Dataset entries:
[Start of Attachment]
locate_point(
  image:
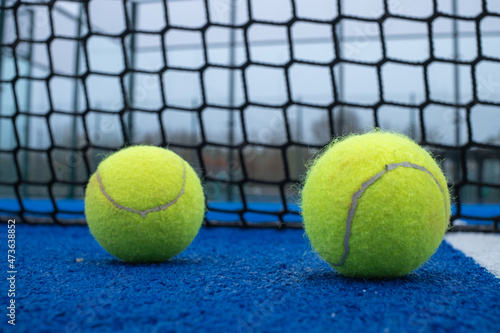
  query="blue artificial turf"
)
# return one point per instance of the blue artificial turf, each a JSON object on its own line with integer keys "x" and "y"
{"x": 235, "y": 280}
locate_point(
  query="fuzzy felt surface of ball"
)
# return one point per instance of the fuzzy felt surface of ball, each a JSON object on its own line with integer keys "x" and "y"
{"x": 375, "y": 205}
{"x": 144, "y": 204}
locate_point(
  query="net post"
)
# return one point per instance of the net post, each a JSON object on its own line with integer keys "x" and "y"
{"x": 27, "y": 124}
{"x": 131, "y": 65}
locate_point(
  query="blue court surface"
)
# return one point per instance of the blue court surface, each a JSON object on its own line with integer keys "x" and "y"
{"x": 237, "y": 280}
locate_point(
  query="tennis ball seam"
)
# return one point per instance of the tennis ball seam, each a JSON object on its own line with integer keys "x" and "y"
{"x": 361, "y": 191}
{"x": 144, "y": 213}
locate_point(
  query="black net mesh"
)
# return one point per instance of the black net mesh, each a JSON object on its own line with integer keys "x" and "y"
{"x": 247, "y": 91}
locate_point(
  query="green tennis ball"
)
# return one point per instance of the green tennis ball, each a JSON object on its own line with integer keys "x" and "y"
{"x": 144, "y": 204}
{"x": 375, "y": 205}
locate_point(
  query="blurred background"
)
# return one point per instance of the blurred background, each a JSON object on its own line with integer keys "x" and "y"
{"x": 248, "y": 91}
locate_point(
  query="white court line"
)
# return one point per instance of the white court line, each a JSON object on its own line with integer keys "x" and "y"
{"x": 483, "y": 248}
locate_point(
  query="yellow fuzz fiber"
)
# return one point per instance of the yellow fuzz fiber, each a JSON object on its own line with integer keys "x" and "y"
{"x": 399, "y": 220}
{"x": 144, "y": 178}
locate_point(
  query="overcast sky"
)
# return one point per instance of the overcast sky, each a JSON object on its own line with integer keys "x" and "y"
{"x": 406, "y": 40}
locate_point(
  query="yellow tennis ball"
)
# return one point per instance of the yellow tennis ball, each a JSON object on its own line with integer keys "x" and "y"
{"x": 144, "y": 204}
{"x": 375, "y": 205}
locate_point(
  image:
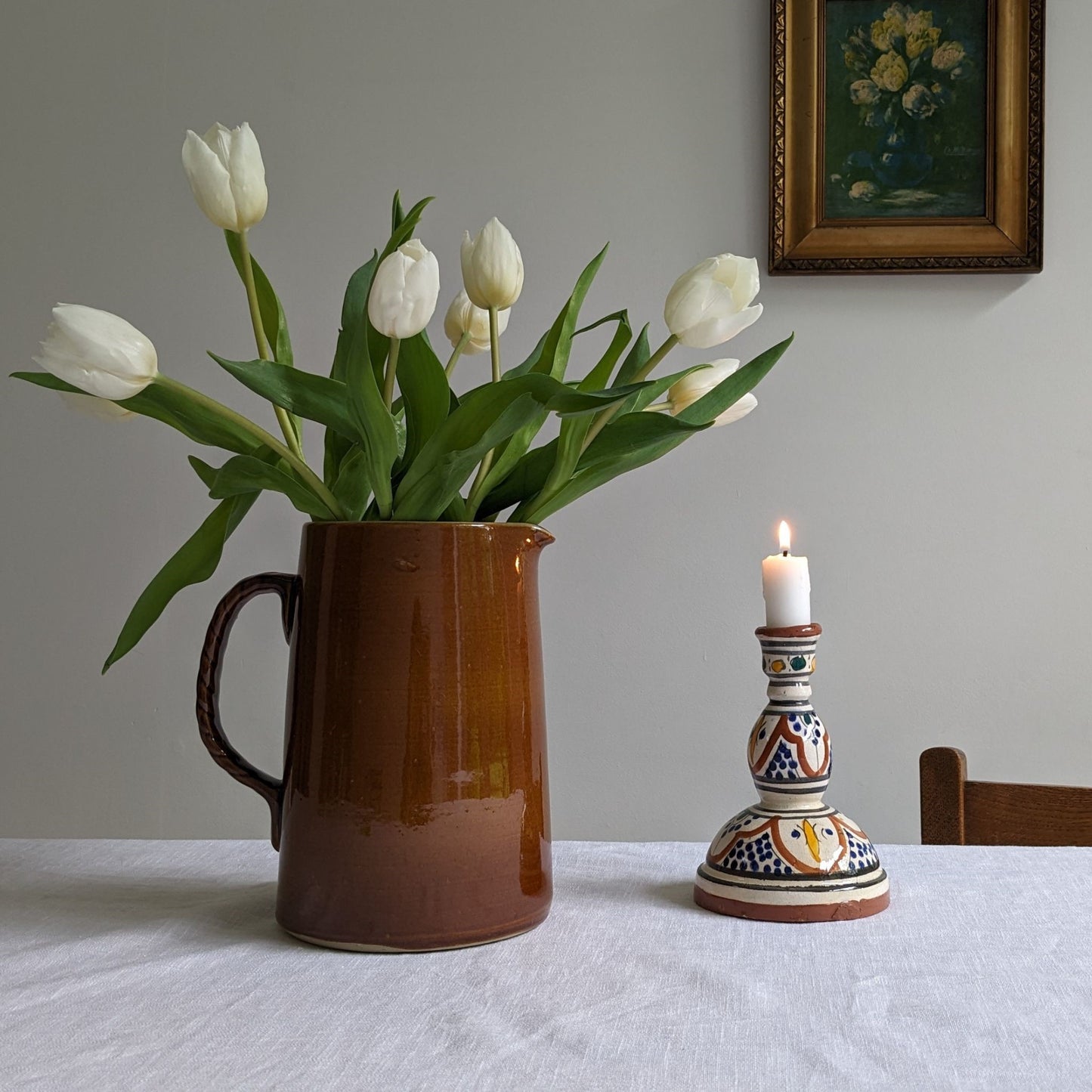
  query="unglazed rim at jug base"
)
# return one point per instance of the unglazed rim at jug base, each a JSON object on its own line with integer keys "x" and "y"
[End of Attachment]
Your assignment –
Say how many lines in the records contain the string "unglazed", and say nothing else.

Solution –
2